Stored data entries –

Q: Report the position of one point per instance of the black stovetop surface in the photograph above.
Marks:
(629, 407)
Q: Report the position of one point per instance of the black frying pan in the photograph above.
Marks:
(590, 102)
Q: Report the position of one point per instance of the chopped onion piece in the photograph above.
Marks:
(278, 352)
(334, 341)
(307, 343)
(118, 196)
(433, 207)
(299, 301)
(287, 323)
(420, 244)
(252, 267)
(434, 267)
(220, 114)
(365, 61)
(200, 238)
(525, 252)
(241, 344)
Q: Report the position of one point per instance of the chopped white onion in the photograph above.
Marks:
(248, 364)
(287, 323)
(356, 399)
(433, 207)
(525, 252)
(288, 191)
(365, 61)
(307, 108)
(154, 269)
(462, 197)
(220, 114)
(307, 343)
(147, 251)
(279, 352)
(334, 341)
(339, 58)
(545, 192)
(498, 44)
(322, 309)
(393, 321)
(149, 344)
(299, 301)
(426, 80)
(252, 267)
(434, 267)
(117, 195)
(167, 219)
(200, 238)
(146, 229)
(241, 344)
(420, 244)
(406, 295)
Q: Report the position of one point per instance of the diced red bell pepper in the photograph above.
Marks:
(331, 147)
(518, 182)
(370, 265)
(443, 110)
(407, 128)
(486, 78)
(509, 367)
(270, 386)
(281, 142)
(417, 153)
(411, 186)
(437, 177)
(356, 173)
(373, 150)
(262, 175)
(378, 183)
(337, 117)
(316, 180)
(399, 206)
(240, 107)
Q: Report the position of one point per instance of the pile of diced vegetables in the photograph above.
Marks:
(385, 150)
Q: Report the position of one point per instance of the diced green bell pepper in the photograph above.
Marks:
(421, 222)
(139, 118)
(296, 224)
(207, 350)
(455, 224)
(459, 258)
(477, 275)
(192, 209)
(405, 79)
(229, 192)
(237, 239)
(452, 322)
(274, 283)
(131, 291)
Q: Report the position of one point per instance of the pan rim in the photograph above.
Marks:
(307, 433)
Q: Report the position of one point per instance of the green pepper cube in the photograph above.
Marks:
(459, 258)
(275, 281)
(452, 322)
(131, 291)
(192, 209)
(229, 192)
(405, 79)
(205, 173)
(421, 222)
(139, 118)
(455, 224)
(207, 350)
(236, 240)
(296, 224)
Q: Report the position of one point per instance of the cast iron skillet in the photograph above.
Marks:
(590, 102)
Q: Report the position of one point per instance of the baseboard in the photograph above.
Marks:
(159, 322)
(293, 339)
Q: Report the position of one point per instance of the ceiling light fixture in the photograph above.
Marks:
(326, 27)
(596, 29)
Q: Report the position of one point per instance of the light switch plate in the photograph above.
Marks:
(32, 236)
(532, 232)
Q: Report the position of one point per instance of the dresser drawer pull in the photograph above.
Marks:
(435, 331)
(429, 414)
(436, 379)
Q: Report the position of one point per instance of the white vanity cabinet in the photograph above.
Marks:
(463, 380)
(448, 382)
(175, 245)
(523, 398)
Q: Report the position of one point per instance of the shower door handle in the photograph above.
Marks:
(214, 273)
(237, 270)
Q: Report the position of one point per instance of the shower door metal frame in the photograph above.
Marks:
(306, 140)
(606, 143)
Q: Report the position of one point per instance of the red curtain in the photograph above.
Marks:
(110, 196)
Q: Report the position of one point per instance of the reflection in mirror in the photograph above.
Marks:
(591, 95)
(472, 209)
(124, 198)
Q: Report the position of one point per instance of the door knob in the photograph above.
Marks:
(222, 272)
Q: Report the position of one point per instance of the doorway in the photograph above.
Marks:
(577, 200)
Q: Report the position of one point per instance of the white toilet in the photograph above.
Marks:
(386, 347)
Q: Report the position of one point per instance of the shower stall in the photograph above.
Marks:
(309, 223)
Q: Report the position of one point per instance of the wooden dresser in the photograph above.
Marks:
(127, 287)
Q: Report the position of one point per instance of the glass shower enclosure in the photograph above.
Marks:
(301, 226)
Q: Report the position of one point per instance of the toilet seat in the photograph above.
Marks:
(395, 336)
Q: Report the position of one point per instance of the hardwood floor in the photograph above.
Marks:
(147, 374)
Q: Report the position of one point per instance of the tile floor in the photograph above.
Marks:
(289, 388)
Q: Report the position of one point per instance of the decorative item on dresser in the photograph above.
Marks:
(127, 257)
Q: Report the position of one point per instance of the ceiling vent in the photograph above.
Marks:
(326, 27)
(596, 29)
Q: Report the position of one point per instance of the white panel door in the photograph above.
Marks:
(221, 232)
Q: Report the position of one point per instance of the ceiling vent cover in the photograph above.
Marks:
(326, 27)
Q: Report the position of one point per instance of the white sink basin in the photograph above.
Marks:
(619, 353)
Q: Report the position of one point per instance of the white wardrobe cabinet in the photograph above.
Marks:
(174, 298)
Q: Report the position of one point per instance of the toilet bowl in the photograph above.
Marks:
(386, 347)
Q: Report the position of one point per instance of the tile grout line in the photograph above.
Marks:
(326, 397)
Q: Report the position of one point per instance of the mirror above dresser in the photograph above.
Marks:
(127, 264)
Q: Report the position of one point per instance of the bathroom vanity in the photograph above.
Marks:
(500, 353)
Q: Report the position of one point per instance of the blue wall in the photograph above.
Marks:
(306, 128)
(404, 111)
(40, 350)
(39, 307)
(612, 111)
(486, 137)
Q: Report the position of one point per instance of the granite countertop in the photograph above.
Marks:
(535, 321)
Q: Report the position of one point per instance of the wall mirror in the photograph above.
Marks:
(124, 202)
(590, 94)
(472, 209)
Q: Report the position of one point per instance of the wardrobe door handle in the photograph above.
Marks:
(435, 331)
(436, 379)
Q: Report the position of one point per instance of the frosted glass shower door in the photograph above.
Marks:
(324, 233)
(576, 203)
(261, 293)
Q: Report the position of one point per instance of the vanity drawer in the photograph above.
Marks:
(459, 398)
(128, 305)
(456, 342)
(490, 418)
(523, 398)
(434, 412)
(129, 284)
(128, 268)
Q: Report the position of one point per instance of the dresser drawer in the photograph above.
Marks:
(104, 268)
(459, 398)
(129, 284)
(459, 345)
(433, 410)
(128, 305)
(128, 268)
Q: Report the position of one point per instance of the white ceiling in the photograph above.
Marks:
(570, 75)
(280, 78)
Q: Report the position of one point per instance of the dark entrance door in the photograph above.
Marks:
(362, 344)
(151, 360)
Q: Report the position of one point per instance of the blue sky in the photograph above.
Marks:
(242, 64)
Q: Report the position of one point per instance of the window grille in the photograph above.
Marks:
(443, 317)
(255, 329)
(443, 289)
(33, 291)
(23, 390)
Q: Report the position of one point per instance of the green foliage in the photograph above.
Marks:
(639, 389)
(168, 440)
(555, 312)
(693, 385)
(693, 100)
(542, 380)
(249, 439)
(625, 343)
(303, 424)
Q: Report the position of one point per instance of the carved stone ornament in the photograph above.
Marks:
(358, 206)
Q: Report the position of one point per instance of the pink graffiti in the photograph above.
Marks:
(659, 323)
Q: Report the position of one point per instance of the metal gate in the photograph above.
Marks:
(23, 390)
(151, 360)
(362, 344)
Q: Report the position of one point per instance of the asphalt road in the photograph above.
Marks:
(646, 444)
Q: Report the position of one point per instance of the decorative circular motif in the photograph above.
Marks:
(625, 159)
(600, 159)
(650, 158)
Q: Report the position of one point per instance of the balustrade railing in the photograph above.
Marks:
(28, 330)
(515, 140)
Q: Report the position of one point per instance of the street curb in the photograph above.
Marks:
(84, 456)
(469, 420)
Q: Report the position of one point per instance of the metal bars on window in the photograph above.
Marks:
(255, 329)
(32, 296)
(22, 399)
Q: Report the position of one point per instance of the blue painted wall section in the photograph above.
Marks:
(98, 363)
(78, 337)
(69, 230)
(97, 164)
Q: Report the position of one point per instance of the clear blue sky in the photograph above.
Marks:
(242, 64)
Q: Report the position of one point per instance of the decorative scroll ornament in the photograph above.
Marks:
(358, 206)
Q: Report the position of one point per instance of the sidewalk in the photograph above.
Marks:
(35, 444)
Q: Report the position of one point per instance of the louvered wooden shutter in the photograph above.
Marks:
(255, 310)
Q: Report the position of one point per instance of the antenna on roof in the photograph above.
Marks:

Your task – Can you switch "instance" to "occurrence" in the rows starting with the line that contains "curb in the photograph above." and going on through the last row, and give those lines again with everything else left as it is?

Response to the task –
Q: Report the position of one point per occurrence of the street curb in the photograph above.
Marks:
(84, 456)
(469, 420)
Q: Report the position of one point per occurrence of the metal bars on window in the photograph above.
Marks:
(255, 329)
(32, 296)
(22, 399)
Q: Report the position of one point per occurrence of the blue painted wall section in the photograph above.
Marks:
(98, 363)
(78, 337)
(69, 230)
(97, 164)
Q: Report the position of one point per occurrence of the clear blue sky in the photograph above.
Marks:
(242, 64)
Q: Report the position of one point per occurrence of the decorative scroll ornament in the photograph above.
Marks:
(358, 206)
Q: Report the position of one point per occurrence of the sidewalk in the photograph above.
Marks:
(35, 444)
Q: Report the position of one point per occurrence of the louvered wooden shutter in the photograph above.
Marks:
(255, 310)
Q: Report the position of one point per occurrence of the antenna on roof in the photograph above.
Marks:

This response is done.